Saved entries
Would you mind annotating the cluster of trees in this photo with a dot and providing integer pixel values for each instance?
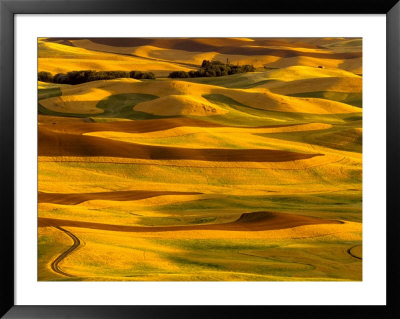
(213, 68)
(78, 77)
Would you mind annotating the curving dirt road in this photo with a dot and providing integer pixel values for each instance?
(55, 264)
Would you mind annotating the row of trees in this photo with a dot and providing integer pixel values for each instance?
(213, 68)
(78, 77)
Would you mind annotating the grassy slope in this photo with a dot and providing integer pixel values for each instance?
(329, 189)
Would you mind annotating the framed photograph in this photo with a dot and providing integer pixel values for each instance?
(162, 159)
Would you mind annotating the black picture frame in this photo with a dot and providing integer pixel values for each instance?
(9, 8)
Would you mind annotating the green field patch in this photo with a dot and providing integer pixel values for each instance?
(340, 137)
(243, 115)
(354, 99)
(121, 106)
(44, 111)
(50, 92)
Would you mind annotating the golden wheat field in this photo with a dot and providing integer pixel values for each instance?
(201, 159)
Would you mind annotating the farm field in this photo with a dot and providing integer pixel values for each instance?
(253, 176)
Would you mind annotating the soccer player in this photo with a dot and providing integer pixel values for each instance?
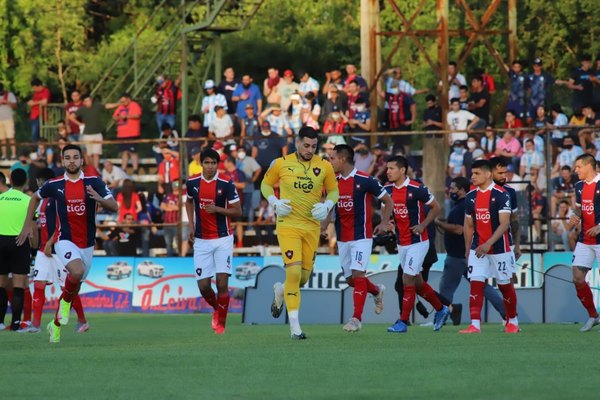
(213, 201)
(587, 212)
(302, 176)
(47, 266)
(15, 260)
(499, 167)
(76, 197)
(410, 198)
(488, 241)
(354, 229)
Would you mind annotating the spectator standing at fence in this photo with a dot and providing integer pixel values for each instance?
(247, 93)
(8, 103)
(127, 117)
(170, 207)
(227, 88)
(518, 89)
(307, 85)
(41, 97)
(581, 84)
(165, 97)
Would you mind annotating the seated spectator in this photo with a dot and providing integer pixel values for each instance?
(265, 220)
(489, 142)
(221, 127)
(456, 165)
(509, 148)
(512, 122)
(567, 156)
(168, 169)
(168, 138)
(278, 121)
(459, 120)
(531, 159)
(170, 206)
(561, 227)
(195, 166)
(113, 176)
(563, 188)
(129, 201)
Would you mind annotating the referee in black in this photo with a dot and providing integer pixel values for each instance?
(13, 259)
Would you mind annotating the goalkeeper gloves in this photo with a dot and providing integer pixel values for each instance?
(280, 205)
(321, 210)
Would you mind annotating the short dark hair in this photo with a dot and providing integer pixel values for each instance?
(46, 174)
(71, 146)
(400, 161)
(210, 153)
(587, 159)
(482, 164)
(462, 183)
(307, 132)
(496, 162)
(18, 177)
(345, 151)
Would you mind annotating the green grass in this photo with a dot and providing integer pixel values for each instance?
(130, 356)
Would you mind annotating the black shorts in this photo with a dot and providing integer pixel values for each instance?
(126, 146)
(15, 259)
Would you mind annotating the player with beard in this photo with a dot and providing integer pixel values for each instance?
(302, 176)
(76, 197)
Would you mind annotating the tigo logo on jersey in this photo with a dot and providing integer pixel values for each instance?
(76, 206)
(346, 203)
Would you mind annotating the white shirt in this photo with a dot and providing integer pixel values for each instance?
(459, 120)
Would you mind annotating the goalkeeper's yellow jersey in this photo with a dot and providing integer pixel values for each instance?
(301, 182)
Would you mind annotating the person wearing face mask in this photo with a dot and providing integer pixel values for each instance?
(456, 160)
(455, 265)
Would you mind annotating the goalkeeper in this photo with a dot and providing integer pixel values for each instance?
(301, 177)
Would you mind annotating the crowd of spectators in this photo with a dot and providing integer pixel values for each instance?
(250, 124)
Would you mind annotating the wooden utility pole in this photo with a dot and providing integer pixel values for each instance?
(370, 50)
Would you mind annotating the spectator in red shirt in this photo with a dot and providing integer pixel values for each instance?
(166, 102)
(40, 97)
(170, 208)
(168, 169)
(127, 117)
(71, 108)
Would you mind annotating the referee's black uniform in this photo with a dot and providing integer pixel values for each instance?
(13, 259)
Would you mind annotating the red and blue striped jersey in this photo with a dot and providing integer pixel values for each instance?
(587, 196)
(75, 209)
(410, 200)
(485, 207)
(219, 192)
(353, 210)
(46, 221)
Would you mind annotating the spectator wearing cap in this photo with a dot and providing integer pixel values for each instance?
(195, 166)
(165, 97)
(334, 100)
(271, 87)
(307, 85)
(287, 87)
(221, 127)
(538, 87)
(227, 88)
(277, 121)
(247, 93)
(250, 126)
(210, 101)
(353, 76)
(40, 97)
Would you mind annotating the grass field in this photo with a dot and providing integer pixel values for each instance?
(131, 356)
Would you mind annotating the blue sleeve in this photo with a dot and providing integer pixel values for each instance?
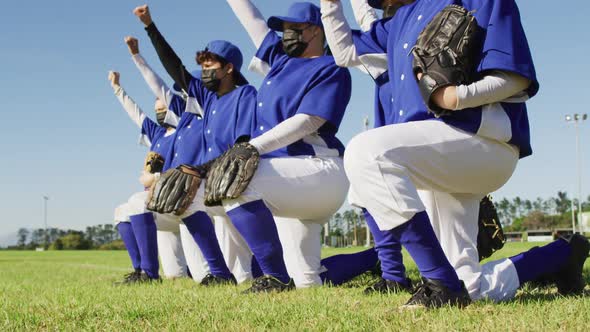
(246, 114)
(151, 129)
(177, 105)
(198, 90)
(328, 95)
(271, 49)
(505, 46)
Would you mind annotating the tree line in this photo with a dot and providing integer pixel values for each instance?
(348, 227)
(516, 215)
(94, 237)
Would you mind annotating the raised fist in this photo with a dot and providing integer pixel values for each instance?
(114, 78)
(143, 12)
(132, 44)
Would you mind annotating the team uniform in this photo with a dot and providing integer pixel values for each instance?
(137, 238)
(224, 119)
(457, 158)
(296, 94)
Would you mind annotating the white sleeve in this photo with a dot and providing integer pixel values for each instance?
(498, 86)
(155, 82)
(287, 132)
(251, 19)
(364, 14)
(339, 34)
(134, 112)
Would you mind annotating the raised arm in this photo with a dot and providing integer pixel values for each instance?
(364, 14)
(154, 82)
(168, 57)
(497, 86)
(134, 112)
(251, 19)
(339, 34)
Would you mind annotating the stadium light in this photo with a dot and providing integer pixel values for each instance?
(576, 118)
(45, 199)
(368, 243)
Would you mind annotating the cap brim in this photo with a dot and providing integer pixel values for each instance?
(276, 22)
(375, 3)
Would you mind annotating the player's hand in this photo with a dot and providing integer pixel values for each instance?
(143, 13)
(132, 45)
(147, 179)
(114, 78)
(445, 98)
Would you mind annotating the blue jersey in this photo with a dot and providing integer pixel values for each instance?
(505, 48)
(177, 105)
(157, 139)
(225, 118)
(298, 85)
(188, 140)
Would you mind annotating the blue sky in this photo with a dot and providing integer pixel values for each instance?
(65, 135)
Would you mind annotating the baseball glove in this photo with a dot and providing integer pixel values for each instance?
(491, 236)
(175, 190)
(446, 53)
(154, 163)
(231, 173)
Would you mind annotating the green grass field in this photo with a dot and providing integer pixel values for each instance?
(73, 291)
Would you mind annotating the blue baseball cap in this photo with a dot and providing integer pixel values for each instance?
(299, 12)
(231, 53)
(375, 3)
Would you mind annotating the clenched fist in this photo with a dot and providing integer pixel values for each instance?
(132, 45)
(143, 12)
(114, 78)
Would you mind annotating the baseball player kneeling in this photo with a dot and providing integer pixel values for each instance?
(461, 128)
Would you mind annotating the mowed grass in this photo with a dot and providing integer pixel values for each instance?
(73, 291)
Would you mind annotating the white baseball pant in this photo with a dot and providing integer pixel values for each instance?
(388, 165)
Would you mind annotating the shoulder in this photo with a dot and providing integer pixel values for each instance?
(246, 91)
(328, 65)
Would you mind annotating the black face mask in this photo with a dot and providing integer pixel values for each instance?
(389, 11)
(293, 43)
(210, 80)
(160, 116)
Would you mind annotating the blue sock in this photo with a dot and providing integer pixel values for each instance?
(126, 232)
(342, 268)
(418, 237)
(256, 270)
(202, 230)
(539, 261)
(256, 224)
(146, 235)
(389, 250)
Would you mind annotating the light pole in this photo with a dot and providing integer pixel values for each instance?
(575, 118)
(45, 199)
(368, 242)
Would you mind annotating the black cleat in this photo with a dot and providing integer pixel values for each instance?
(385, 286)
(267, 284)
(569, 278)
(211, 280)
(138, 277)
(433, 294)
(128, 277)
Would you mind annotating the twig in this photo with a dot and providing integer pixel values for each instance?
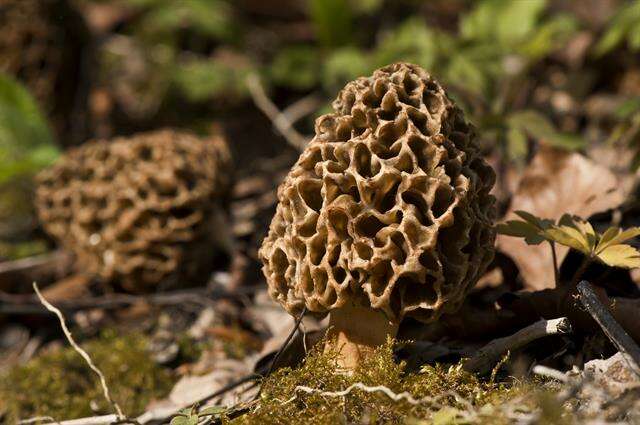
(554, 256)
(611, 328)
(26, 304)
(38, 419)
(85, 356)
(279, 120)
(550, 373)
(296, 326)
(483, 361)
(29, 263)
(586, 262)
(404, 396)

...

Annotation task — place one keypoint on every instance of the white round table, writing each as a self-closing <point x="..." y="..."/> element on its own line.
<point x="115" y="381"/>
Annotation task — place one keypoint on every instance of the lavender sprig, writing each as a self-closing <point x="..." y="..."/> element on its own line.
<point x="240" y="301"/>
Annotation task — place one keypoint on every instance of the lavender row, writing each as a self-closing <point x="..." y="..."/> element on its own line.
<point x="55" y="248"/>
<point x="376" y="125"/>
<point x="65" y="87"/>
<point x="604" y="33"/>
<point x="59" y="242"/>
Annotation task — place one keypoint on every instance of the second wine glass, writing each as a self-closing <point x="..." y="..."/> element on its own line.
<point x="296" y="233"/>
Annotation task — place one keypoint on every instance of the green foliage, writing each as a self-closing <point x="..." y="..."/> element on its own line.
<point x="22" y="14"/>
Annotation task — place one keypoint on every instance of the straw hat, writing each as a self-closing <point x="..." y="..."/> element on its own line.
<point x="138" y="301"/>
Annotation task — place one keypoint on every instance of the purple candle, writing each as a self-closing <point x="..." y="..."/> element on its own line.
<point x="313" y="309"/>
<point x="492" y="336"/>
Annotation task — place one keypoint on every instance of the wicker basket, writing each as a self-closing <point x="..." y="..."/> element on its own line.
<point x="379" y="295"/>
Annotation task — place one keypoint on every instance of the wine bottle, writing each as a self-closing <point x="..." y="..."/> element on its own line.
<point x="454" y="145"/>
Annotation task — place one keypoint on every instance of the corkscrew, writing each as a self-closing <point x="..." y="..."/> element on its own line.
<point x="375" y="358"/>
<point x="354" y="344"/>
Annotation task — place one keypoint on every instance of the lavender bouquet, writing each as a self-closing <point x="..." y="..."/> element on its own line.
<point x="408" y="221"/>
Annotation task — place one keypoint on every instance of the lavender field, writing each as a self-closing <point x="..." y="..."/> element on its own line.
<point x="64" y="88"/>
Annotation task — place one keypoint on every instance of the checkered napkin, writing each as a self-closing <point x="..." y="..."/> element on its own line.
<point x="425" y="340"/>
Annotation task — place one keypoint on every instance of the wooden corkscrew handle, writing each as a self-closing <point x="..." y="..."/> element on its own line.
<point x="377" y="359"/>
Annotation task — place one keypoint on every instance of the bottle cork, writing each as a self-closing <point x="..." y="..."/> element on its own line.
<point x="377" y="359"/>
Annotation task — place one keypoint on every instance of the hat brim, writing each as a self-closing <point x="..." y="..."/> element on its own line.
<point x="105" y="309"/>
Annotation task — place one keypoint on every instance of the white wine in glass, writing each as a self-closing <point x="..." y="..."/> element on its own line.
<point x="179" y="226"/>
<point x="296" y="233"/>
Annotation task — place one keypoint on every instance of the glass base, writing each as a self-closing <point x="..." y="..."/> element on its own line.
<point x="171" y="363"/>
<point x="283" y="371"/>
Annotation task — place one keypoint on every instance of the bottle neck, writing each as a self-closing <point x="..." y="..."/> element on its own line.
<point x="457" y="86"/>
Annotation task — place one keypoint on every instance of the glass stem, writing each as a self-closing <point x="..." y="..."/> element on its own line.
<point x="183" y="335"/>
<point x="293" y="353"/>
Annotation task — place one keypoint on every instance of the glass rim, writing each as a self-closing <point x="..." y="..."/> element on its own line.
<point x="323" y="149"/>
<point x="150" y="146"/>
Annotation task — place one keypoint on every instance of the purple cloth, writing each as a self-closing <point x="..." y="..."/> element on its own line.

...

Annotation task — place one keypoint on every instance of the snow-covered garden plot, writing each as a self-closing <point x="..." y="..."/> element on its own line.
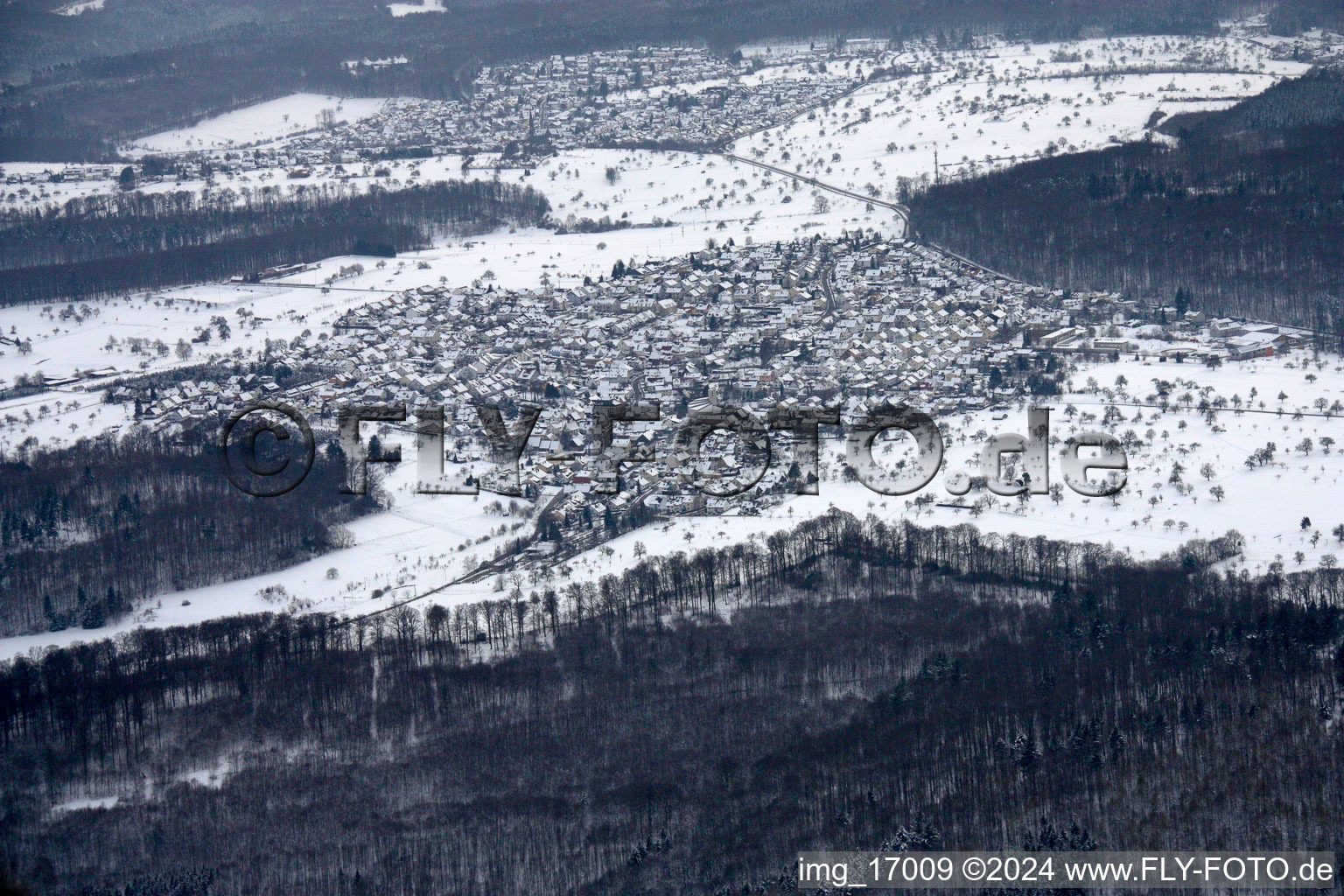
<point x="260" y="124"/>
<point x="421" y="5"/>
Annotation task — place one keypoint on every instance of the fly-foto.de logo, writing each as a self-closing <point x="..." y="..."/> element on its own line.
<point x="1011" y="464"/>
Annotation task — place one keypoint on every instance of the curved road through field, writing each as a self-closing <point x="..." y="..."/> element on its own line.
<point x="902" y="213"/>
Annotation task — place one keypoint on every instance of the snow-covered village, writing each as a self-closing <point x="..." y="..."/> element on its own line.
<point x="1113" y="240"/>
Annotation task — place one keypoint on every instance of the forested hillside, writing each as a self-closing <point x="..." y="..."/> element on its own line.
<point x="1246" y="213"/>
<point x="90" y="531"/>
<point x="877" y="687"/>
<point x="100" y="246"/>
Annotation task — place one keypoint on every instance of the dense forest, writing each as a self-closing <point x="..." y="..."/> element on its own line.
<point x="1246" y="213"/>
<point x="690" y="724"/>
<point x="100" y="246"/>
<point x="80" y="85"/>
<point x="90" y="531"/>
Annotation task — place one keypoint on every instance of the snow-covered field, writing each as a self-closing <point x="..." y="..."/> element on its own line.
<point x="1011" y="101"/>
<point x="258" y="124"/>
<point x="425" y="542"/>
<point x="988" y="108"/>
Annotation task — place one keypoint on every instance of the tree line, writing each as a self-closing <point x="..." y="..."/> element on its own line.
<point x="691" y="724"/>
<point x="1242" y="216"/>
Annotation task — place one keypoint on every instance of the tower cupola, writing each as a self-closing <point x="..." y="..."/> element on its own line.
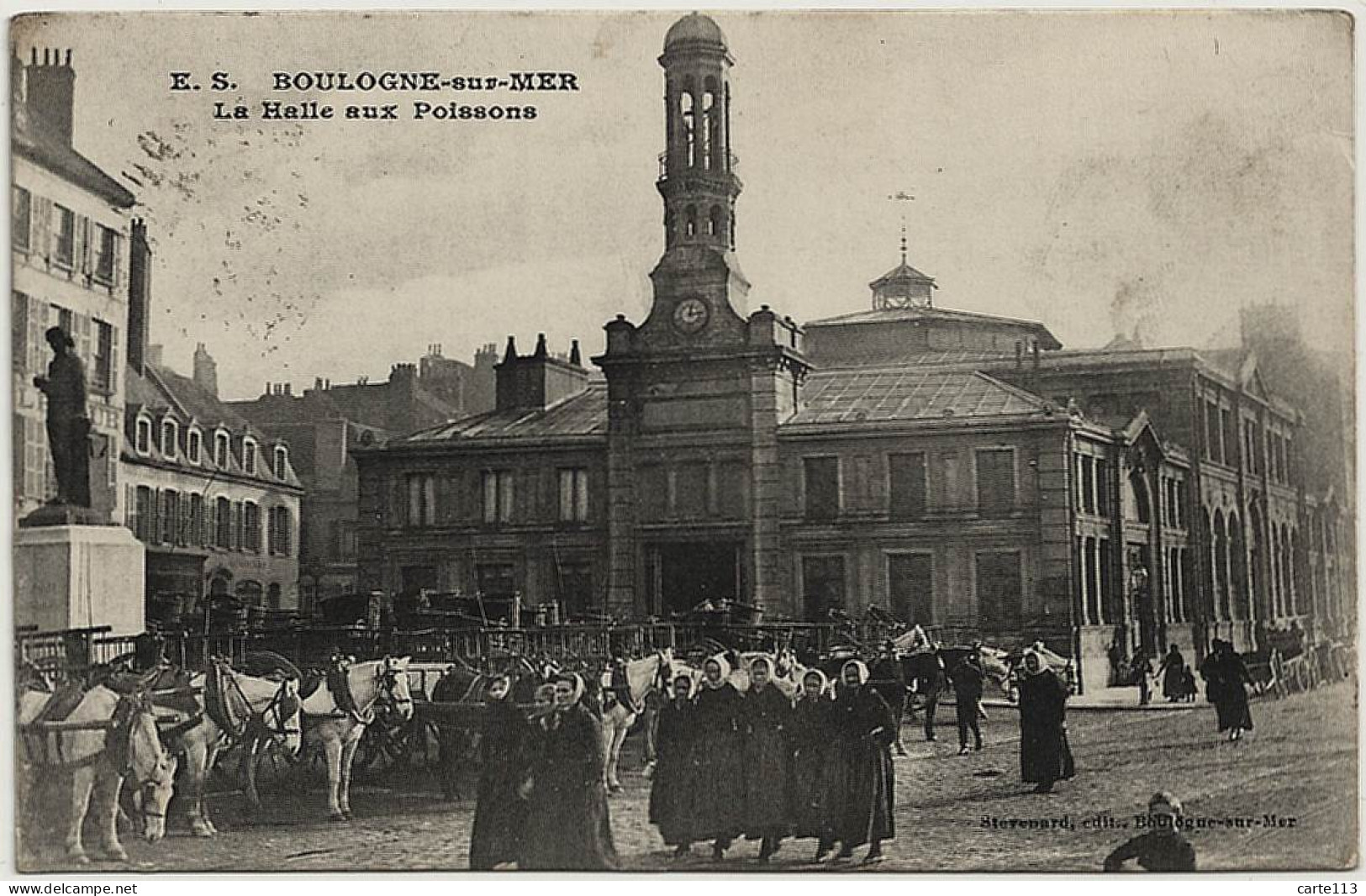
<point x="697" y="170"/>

(What the task requires) From the data above, output only the lines between the line containing "bottle cork, writing" and the line containing "purple cloth, writing", inclusive, exactly as written.

(Solution to this problem)
Annotation task — place one keypoint on every instance of the bottle cork, writing each as a self-closing <point x="..." y="..."/> element on its own line.
<point x="377" y="359"/>
Annotation task — place one keypoint on every instance of the hat brim, writing each as a self-closing <point x="..." y="..."/> element on its own line.
<point x="105" y="309"/>
Annotation task — place one keypoint on every instance of the white wine in glass, writing each as a self-closing <point x="..." y="..."/> element on its own line.
<point x="179" y="226"/>
<point x="296" y="233"/>
Annotation task — place one keypoint on every instance of the glass base, writing each as a self-closing <point x="..." y="..."/> element on its own line.
<point x="171" y="363"/>
<point x="283" y="371"/>
Annotation task — place one keypoint on every instance of the bottle neck, writing each as a self-closing <point x="..." y="..."/> element on its own line.
<point x="457" y="86"/>
Annotation task — place one keypoint on every instance of the glass stem, writing each as a self-closing <point x="..." y="..."/> element on its own line.
<point x="183" y="335"/>
<point x="293" y="353"/>
Annotation task — place one keypoint on every instance of the glass rim, writing each as a self-closing <point x="..." y="..."/> element on its own line.
<point x="323" y="149"/>
<point x="150" y="146"/>
Annotation task — place one keypoint on every instance of the purple cloth, writing each as a self-closing <point x="..." y="..."/> element on its own line.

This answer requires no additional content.